→ The exercise: Identify every line in the items below that contains the string "dark", and copy each of those lines in full. Case counts.

→ Recorded data:
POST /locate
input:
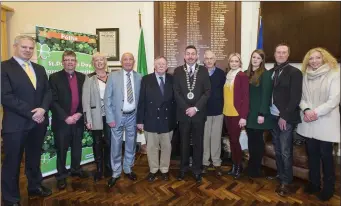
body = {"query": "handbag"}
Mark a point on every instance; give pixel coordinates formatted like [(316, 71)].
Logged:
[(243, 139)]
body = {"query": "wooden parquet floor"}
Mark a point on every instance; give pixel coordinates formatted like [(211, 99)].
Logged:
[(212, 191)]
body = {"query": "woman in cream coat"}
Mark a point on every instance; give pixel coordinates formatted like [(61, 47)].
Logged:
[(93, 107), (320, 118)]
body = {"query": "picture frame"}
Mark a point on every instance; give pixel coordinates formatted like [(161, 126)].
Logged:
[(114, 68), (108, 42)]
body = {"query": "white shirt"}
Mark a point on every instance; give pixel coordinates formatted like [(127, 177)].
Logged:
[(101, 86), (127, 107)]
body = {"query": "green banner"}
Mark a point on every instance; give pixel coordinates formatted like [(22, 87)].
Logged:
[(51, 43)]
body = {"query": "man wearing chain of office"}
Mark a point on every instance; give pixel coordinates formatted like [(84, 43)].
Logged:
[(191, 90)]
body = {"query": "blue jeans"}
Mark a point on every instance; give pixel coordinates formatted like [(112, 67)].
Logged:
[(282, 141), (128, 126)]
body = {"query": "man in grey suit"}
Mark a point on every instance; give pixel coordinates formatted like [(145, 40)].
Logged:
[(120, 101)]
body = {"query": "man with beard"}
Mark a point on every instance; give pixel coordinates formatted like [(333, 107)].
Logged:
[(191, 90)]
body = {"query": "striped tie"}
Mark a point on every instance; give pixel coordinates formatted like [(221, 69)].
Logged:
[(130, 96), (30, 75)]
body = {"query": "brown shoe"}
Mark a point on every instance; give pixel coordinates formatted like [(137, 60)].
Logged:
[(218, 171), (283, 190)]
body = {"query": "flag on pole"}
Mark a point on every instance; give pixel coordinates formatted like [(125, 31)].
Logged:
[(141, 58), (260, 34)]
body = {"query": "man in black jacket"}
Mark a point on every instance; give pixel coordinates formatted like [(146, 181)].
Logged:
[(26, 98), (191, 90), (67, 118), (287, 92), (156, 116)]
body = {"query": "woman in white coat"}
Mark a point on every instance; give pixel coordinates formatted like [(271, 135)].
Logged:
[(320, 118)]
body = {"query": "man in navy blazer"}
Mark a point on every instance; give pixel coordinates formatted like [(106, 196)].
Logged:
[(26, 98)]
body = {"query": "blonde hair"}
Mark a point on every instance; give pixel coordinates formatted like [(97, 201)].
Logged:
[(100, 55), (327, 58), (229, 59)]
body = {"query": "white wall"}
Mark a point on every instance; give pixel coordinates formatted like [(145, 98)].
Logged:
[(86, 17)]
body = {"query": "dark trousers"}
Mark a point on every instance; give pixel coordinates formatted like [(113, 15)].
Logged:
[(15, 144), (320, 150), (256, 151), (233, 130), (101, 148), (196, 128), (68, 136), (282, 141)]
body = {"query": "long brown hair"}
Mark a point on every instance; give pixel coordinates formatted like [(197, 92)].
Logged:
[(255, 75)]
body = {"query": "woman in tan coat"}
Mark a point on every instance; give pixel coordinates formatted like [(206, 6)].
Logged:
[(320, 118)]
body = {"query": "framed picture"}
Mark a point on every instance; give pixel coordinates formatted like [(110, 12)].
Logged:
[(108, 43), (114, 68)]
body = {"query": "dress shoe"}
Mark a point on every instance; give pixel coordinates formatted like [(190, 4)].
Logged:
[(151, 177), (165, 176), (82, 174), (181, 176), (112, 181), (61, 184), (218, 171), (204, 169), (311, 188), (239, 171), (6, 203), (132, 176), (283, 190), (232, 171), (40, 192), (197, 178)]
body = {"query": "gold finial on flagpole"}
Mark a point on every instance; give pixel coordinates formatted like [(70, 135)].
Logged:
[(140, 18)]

---

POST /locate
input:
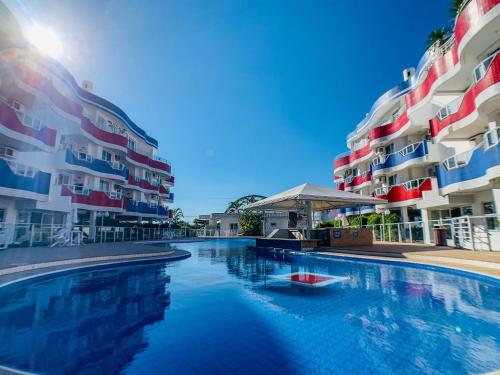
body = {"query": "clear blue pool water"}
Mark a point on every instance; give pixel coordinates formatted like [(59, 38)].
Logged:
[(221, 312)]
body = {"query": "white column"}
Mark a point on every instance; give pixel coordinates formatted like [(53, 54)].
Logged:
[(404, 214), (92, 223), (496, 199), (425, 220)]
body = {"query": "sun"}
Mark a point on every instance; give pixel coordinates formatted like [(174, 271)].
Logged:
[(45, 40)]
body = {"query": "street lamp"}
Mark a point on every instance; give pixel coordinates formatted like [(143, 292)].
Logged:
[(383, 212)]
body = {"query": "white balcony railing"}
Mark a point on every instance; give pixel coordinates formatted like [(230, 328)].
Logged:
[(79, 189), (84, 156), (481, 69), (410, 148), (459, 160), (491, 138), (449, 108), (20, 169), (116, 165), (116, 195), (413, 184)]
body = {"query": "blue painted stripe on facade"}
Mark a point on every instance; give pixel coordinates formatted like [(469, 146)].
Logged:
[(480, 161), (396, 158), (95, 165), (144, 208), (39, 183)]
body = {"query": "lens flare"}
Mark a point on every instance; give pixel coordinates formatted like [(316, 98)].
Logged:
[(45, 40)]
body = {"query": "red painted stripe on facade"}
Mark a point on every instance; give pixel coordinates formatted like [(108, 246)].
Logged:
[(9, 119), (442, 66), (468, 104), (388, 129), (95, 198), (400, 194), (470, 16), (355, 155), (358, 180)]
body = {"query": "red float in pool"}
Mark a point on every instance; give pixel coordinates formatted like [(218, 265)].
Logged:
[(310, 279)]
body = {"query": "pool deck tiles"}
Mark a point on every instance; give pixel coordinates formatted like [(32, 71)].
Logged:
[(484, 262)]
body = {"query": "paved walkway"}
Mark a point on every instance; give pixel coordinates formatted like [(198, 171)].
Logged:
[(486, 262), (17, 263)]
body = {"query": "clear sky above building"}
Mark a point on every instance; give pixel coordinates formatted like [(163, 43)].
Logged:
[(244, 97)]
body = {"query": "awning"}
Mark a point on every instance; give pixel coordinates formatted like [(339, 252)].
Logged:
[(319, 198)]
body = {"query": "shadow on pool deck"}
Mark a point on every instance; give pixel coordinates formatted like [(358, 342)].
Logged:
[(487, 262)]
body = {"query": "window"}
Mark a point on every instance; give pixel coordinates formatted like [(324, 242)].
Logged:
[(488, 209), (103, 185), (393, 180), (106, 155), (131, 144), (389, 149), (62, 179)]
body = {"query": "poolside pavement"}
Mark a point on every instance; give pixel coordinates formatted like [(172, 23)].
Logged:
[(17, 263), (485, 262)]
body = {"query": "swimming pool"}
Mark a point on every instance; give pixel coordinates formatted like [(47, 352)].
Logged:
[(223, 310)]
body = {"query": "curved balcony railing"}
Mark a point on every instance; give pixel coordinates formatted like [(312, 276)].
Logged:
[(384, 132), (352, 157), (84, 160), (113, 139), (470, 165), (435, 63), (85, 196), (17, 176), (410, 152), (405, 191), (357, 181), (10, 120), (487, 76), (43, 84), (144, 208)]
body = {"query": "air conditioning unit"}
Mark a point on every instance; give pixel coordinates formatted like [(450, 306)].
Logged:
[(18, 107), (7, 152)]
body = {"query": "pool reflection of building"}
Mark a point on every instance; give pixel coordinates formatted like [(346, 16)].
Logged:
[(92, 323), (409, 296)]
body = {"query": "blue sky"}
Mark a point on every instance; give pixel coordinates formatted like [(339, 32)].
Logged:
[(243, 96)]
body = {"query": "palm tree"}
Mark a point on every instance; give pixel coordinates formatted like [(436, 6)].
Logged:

---

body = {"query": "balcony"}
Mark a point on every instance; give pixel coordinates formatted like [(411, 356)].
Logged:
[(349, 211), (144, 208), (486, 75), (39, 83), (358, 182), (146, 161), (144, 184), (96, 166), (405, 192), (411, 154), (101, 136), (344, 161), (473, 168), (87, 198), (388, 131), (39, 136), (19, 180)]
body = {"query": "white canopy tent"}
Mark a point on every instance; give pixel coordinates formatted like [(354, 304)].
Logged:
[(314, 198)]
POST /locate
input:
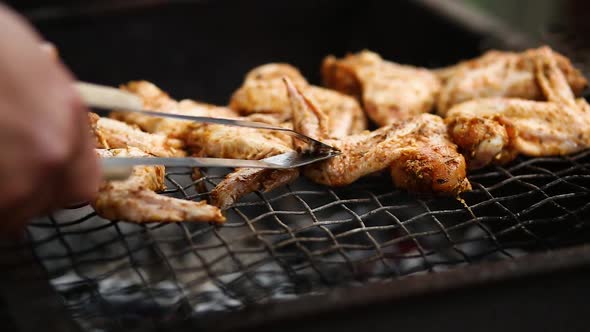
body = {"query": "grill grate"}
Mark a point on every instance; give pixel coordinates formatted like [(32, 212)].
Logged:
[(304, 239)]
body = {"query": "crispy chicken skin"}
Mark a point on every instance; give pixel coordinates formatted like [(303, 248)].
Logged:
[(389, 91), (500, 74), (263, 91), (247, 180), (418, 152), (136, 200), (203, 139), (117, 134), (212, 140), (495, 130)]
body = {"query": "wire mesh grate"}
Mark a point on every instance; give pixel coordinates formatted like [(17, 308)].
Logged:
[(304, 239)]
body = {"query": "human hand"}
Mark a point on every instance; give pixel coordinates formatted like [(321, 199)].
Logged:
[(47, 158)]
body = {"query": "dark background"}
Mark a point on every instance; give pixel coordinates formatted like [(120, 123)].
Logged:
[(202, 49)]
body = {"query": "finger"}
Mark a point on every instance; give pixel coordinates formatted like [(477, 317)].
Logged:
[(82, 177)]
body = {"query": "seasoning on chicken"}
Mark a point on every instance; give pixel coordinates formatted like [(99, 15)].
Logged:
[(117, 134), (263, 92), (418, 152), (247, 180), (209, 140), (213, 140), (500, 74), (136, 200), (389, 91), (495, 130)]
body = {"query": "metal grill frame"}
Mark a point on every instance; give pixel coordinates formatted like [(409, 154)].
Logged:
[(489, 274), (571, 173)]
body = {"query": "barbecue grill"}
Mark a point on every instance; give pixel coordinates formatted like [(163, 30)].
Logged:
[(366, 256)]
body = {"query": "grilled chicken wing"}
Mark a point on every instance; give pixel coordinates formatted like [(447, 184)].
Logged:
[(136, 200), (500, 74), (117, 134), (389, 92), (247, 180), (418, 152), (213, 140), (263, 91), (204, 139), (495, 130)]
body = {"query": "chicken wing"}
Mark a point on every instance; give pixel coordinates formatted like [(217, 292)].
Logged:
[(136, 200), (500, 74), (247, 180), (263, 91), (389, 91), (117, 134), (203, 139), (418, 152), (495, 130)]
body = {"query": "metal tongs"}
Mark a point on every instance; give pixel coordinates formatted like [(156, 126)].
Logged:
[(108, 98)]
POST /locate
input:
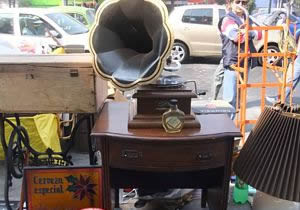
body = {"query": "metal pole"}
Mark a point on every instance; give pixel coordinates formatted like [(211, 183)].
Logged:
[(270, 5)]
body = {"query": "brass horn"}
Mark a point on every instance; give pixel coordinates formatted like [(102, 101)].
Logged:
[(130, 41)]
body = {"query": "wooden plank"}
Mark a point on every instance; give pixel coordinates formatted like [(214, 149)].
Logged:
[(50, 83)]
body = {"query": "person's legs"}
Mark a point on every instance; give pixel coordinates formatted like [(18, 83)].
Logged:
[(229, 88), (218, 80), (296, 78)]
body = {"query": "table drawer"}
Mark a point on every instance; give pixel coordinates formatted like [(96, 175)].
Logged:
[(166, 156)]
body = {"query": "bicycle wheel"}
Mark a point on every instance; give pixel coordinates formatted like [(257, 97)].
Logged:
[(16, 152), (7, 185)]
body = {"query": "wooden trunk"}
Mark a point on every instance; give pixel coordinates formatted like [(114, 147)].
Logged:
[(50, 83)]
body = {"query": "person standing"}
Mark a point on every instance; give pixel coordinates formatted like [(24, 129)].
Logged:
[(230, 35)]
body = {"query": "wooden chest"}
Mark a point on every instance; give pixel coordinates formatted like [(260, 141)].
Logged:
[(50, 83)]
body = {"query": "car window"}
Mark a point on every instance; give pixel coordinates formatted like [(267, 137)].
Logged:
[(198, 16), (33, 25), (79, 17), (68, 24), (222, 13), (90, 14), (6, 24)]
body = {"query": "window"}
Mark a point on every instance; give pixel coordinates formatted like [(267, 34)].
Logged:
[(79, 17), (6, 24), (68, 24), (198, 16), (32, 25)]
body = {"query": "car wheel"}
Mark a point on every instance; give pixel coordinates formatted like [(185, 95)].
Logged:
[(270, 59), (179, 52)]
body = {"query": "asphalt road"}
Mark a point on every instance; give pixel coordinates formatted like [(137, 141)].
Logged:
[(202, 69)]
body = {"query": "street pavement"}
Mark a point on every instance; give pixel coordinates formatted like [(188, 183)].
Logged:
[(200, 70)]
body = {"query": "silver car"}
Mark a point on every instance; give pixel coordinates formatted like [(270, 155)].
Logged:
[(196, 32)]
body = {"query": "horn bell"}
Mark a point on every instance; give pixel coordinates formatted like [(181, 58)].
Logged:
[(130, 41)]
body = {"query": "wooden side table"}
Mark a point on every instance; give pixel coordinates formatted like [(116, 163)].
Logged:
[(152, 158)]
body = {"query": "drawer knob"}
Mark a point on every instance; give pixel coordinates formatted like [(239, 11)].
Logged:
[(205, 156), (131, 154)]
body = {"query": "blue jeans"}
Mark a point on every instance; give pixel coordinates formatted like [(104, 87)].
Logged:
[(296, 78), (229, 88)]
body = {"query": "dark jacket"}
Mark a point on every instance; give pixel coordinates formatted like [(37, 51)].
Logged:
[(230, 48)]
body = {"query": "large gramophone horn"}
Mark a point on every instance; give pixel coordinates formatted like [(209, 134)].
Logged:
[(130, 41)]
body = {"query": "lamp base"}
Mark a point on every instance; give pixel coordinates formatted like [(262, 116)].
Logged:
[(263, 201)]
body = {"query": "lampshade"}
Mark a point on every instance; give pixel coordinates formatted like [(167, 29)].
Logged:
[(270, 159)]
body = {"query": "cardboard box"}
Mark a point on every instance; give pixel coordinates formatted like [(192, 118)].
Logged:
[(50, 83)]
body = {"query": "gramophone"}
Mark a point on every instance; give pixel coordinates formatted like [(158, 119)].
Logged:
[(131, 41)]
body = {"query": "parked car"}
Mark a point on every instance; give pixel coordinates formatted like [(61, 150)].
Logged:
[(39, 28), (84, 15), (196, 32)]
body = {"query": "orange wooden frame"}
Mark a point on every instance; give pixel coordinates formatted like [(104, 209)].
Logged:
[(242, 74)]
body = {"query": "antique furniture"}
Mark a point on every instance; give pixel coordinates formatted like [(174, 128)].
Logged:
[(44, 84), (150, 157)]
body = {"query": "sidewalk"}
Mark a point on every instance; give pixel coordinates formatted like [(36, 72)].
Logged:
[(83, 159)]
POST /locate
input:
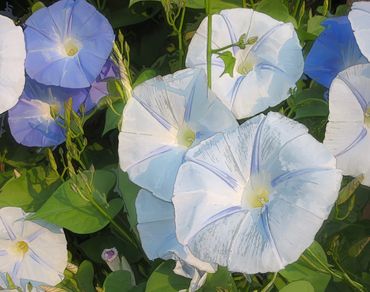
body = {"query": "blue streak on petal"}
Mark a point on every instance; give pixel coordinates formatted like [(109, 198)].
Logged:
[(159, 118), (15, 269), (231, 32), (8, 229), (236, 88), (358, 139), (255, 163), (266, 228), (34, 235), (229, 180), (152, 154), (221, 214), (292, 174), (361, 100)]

→ Task result:
body = {"query": "dark trousers"}
body = {"query": "dark background"}
body = {"query": "dark jacket"}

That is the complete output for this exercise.